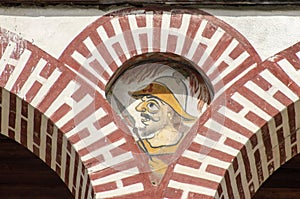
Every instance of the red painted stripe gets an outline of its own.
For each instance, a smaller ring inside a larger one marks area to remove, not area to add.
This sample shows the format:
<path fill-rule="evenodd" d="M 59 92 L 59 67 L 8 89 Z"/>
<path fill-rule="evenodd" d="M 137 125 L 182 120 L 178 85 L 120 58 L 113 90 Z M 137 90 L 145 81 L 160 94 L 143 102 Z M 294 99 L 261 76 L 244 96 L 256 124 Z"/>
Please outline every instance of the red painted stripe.
<path fill-rule="evenodd" d="M 238 102 L 236 102 L 232 98 L 228 99 L 228 103 L 226 104 L 226 107 L 236 113 L 240 112 L 244 108 L 242 105 L 240 105 Z"/>
<path fill-rule="evenodd" d="M 223 72 L 229 65 L 227 63 L 225 63 L 224 61 L 222 61 L 219 66 L 217 66 L 217 69 L 214 70 L 210 75 L 209 75 L 209 79 L 210 80 L 214 80 L 215 78 L 217 78 L 221 72 Z"/>
<path fill-rule="evenodd" d="M 269 162 L 270 160 L 273 159 L 273 146 L 271 142 L 269 126 L 267 123 L 263 127 L 261 127 L 261 134 L 262 134 L 262 141 L 265 147 L 267 161 Z"/>
<path fill-rule="evenodd" d="M 116 36 L 116 33 L 114 31 L 113 25 L 111 24 L 111 21 L 108 21 L 105 24 L 103 24 L 103 28 L 109 38 Z"/>
<path fill-rule="evenodd" d="M 190 185 L 196 185 L 201 187 L 206 187 L 210 189 L 217 189 L 219 183 L 210 181 L 207 179 L 202 179 L 201 175 L 199 176 L 188 176 L 184 174 L 179 173 L 173 173 L 172 180 L 175 180 L 180 183 L 190 184 Z"/>
<path fill-rule="evenodd" d="M 257 172 L 257 177 L 258 177 L 258 183 L 261 185 L 264 181 L 264 173 L 262 169 L 262 162 L 261 162 L 261 155 L 259 152 L 259 149 L 257 149 L 254 152 L 254 159 L 255 159 L 255 165 L 256 165 L 256 172 Z"/>
<path fill-rule="evenodd" d="M 243 44 L 239 43 L 234 49 L 233 51 L 229 54 L 229 56 L 232 59 L 236 59 L 238 58 L 238 56 L 240 56 L 243 52 L 245 52 L 245 47 L 243 46 Z"/>
<path fill-rule="evenodd" d="M 57 79 L 57 81 L 53 82 L 51 88 L 48 90 L 46 96 L 39 103 L 37 108 L 41 112 L 45 112 L 51 106 L 51 104 L 56 100 L 56 98 L 61 94 L 61 92 L 66 88 L 66 86 L 71 81 L 71 78 L 72 76 L 70 74 L 62 73 Z"/>
<path fill-rule="evenodd" d="M 153 51 L 160 52 L 162 15 L 153 15 Z"/>
<path fill-rule="evenodd" d="M 208 39 L 211 39 L 212 36 L 216 33 L 218 27 L 215 26 L 213 23 L 211 23 L 210 21 L 206 24 L 206 27 L 202 33 L 203 37 L 206 37 Z"/>
<path fill-rule="evenodd" d="M 108 182 L 105 184 L 93 186 L 93 188 L 97 193 L 99 193 L 99 192 L 114 190 L 114 189 L 117 189 L 118 187 L 117 187 L 116 182 Z"/>
<path fill-rule="evenodd" d="M 72 108 L 69 105 L 63 104 L 53 113 L 52 116 L 50 116 L 50 118 L 55 123 L 71 110 Z"/>
<path fill-rule="evenodd" d="M 28 80 L 30 74 L 31 74 L 31 71 L 33 68 L 36 67 L 38 61 L 40 60 L 39 59 L 39 54 L 35 53 L 34 56 L 31 55 L 27 61 L 27 63 L 25 64 L 20 76 L 18 77 L 18 79 L 16 80 L 16 82 L 14 83 L 12 89 L 11 89 L 11 92 L 13 93 L 17 93 L 19 90 L 21 90 L 25 84 L 25 82 Z M 47 65 L 47 64 L 46 64 Z M 50 72 L 52 71 L 52 67 L 51 66 L 48 66 L 45 68 L 49 68 L 50 69 Z M 46 76 L 43 74 L 43 71 L 41 73 L 41 76 Z M 42 77 L 43 77 L 42 76 Z"/>
<path fill-rule="evenodd" d="M 94 59 L 89 64 L 97 73 L 106 81 L 110 79 L 110 75 L 108 72 L 104 69 L 104 67 L 98 62 L 98 60 Z"/>
<path fill-rule="evenodd" d="M 122 179 L 123 186 L 129 186 L 129 185 L 141 183 L 143 181 L 145 181 L 145 176 L 141 175 L 141 174 L 137 174 L 137 175 Z"/>
<path fill-rule="evenodd" d="M 243 127 L 242 125 L 240 125 L 238 123 L 238 121 L 233 121 L 229 118 L 224 118 L 224 115 L 220 114 L 220 113 L 214 113 L 214 119 L 219 120 L 220 122 L 223 123 L 223 126 L 233 130 L 234 132 L 236 132 L 236 134 L 241 134 L 247 138 L 250 138 L 253 135 L 253 132 L 251 132 L 249 129 Z M 222 124 L 221 123 L 221 124 Z"/>
<path fill-rule="evenodd" d="M 213 196 L 208 196 L 208 195 L 205 195 L 205 194 L 189 192 L 188 198 L 213 199 L 214 197 Z"/>
<path fill-rule="evenodd" d="M 210 27 L 209 24 L 207 24 L 207 26 Z M 207 30 L 208 27 L 205 28 L 205 31 Z M 232 39 L 233 38 L 230 35 L 228 35 L 226 33 L 223 34 L 223 36 L 220 38 L 220 40 L 218 41 L 218 43 L 215 46 L 215 48 L 213 49 L 213 51 L 209 54 L 209 59 L 207 61 L 205 61 L 203 64 L 203 70 L 205 72 L 208 71 L 213 66 L 213 64 L 221 57 L 221 55 L 224 53 L 224 51 L 229 46 L 230 42 L 232 42 Z M 217 68 L 216 70 L 220 71 L 219 68 Z"/>
<path fill-rule="evenodd" d="M 85 129 L 77 132 L 76 134 L 72 135 L 71 137 L 69 137 L 68 140 L 71 143 L 75 144 L 88 136 L 90 136 L 90 132 L 88 131 L 88 129 L 85 128 Z"/>
<path fill-rule="evenodd" d="M 257 114 L 253 113 L 252 111 L 249 111 L 246 115 L 245 118 L 255 124 L 258 127 L 263 126 L 267 121 L 264 120 L 263 118 L 259 117 Z"/>
<path fill-rule="evenodd" d="M 246 197 L 245 197 L 243 183 L 242 183 L 240 173 L 236 176 L 235 180 L 236 180 L 236 185 L 238 187 L 238 192 L 239 192 L 240 199 L 245 199 Z"/>
<path fill-rule="evenodd" d="M 224 176 L 224 174 L 226 172 L 225 169 L 220 168 L 220 167 L 216 167 L 214 165 L 207 165 L 205 171 L 208 172 L 208 173 L 219 175 L 219 176 Z"/>
<path fill-rule="evenodd" d="M 273 62 L 265 62 L 263 66 L 268 67 L 268 70 L 275 77 L 277 77 L 283 84 L 285 84 L 296 95 L 300 96 L 300 87 L 282 70 L 282 68 L 278 64 L 274 64 Z M 297 68 L 295 69 L 298 70 Z"/>
<path fill-rule="evenodd" d="M 195 38 L 195 35 L 196 35 L 197 30 L 199 29 L 201 23 L 202 23 L 202 19 L 199 16 L 197 16 L 197 15 L 191 16 L 189 27 L 188 27 L 188 30 L 186 33 L 185 41 L 184 41 L 182 52 L 181 52 L 181 54 L 183 56 L 188 54 L 188 51 L 192 45 L 193 39 Z M 198 63 L 198 62 L 195 62 L 195 63 Z"/>
<path fill-rule="evenodd" d="M 277 99 L 281 104 L 284 106 L 288 106 L 293 103 L 292 100 L 290 100 L 284 93 L 281 91 L 277 91 L 274 96 L 275 99 Z"/>
<path fill-rule="evenodd" d="M 0 86 L 5 87 L 7 81 L 10 78 L 10 75 L 13 73 L 16 66 L 6 64 L 5 66 L 1 66 L 1 67 L 4 67 L 4 70 L 3 70 L 3 72 L 1 73 L 1 76 L 0 76 L 1 77 L 0 78 Z"/>
<path fill-rule="evenodd" d="M 127 61 L 127 58 L 125 56 L 124 51 L 126 51 L 126 49 L 123 49 L 121 47 L 121 44 L 119 42 L 116 42 L 112 45 L 113 49 L 115 50 L 117 56 L 119 57 L 120 61 L 122 63 L 124 63 L 125 61 Z"/>
<path fill-rule="evenodd" d="M 181 196 L 182 196 L 182 192 L 183 192 L 183 190 L 167 187 L 164 190 L 164 197 L 165 198 L 172 198 L 172 199 L 173 198 L 174 199 L 180 199 Z"/>
<path fill-rule="evenodd" d="M 248 151 L 245 146 L 241 149 L 241 154 L 244 162 L 247 182 L 250 182 L 250 180 L 252 179 L 251 164 L 248 157 Z"/>
<path fill-rule="evenodd" d="M 201 162 L 198 162 L 196 160 L 186 158 L 186 157 L 179 157 L 179 159 L 176 162 L 177 164 L 183 165 L 183 166 L 188 166 L 194 169 L 199 169 L 201 166 Z"/>
<path fill-rule="evenodd" d="M 234 198 L 232 185 L 231 185 L 230 174 L 229 174 L 228 170 L 226 171 L 226 173 L 224 175 L 224 179 L 225 179 L 228 198 Z"/>
<path fill-rule="evenodd" d="M 257 75 L 255 78 L 252 78 L 251 81 L 258 85 L 260 88 L 262 88 L 264 91 L 268 91 L 273 86 L 263 77 L 261 77 L 261 75 Z"/>
<path fill-rule="evenodd" d="M 227 146 L 230 146 L 236 150 L 240 150 L 243 147 L 243 144 L 240 142 L 237 142 L 236 140 L 233 140 L 231 138 L 226 138 L 224 141 L 224 144 Z"/>
<path fill-rule="evenodd" d="M 194 63 L 198 64 L 206 49 L 207 49 L 207 45 L 199 43 L 191 60 Z M 205 68 L 205 66 L 200 66 L 200 67 L 201 69 Z"/>
<path fill-rule="evenodd" d="M 146 16 L 145 15 L 137 15 L 135 16 L 136 24 L 139 28 L 146 27 Z"/>
<path fill-rule="evenodd" d="M 286 162 L 286 152 L 285 152 L 285 138 L 283 134 L 283 127 L 277 130 L 277 140 L 279 144 L 279 159 L 280 159 L 280 165 L 284 164 Z"/>
<path fill-rule="evenodd" d="M 139 34 L 139 40 L 140 40 L 140 45 L 142 49 L 142 53 L 147 53 L 148 52 L 148 34 Z"/>
<path fill-rule="evenodd" d="M 175 35 L 168 35 L 167 39 L 167 52 L 175 52 L 178 37 Z"/>
<path fill-rule="evenodd" d="M 170 19 L 170 28 L 179 29 L 182 25 L 182 14 L 172 14 Z M 164 27 L 169 28 L 169 27 Z"/>
<path fill-rule="evenodd" d="M 248 88 L 241 87 L 239 93 L 267 114 L 272 116 L 278 113 L 278 110 L 257 95 L 255 90 L 251 91 Z"/>
<path fill-rule="evenodd" d="M 127 45 L 127 49 L 129 50 L 129 54 L 132 57 L 137 54 L 137 51 L 136 51 L 136 46 L 135 46 L 135 43 L 133 40 L 132 31 L 130 29 L 128 17 L 127 16 L 120 17 L 119 21 L 120 21 L 120 26 L 123 31 L 123 37 L 124 37 L 125 43 Z"/>

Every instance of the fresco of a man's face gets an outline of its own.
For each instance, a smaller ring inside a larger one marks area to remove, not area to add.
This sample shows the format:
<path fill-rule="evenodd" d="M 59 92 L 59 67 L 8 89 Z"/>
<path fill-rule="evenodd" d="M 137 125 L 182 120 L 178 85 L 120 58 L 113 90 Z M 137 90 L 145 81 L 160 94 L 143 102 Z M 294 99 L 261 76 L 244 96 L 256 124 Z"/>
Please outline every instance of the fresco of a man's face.
<path fill-rule="evenodd" d="M 135 110 L 140 112 L 141 122 L 144 127 L 139 128 L 142 137 L 153 137 L 155 132 L 170 124 L 168 115 L 173 112 L 172 108 L 161 100 L 148 95 L 141 98 Z"/>

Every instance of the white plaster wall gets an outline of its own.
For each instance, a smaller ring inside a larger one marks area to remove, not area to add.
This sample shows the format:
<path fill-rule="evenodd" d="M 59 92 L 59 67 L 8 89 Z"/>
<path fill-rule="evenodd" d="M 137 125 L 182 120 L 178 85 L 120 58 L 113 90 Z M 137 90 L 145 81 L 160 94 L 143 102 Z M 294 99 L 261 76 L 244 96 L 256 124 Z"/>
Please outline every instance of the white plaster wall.
<path fill-rule="evenodd" d="M 300 41 L 300 10 L 206 10 L 244 35 L 262 60 Z"/>
<path fill-rule="evenodd" d="M 86 26 L 111 10 L 0 8 L 0 27 L 19 34 L 58 58 Z M 242 33 L 262 60 L 300 41 L 300 10 L 203 10 Z"/>

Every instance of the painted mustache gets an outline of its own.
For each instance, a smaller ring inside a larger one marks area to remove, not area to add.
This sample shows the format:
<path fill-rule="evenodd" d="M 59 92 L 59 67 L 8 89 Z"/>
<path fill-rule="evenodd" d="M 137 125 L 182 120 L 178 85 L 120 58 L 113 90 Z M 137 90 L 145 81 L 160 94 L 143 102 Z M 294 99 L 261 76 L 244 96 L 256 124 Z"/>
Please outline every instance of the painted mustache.
<path fill-rule="evenodd" d="M 151 115 L 147 114 L 147 113 L 141 113 L 141 116 L 143 117 L 142 122 L 143 124 L 145 124 L 144 122 L 148 122 L 150 120 L 154 121 L 154 122 L 158 122 L 159 120 L 154 119 Z M 147 125 L 147 124 L 145 124 Z"/>

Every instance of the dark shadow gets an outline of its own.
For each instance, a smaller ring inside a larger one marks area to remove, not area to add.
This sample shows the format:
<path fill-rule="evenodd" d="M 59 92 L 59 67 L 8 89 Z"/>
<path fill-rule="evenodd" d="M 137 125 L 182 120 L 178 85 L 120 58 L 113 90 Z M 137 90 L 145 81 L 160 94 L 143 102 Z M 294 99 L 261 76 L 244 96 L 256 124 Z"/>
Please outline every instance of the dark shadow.
<path fill-rule="evenodd" d="M 254 199 L 299 199 L 300 155 L 276 170 L 259 188 Z"/>
<path fill-rule="evenodd" d="M 3 135 L 0 135 L 0 198 L 74 199 L 51 168 Z"/>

════════════════

- _REQUIRED ACTION_: Only the lines from the one holding "Please outline every instance of the white" to the end of the material are wanted, each transcribed exactly.

- _RESULT OF THE TASK_:
Please outline every instance of the white plaster wall.
<path fill-rule="evenodd" d="M 300 41 L 300 10 L 206 10 L 244 35 L 262 60 Z"/>
<path fill-rule="evenodd" d="M 86 26 L 111 10 L 0 8 L 0 27 L 19 34 L 58 58 Z M 242 33 L 262 60 L 300 41 L 300 10 L 203 10 Z"/>

Every instance of the painted mustache gets an outline of its own.
For each instance, a smaller ring inside a larger one marks area to remove, not area to add.
This sample shows the format:
<path fill-rule="evenodd" d="M 59 92 L 59 67 L 8 89 Z"/>
<path fill-rule="evenodd" d="M 137 125 L 182 120 L 178 85 L 120 58 L 113 90 Z M 137 90 L 145 81 L 160 94 L 143 102 Z M 294 99 L 261 76 L 244 96 L 256 124 Z"/>
Please outline every instance of the painted mustache.
<path fill-rule="evenodd" d="M 151 115 L 147 114 L 147 113 L 141 113 L 141 116 L 143 117 L 142 122 L 143 124 L 145 124 L 144 122 L 148 122 L 150 120 L 154 121 L 154 122 L 158 122 L 159 120 L 154 119 Z M 147 125 L 147 124 L 145 124 Z"/>

Every instance of the dark shadow gets an outline of its own.
For each instance, a smaller ring inside a larger one marks area to remove, not area to add.
This sample shows the format:
<path fill-rule="evenodd" d="M 59 92 L 59 67 L 8 89 Z"/>
<path fill-rule="evenodd" d="M 137 125 L 182 120 L 178 85 L 120 58 L 113 90 Z M 137 90 L 145 81 L 160 94 L 143 102 Z M 294 99 L 261 76 L 244 96 L 256 124 Z"/>
Please outline every instance of the dark shadow.
<path fill-rule="evenodd" d="M 254 199 L 299 199 L 300 155 L 276 170 L 259 188 Z"/>
<path fill-rule="evenodd" d="M 3 135 L 0 135 L 0 198 L 74 199 L 51 168 Z"/>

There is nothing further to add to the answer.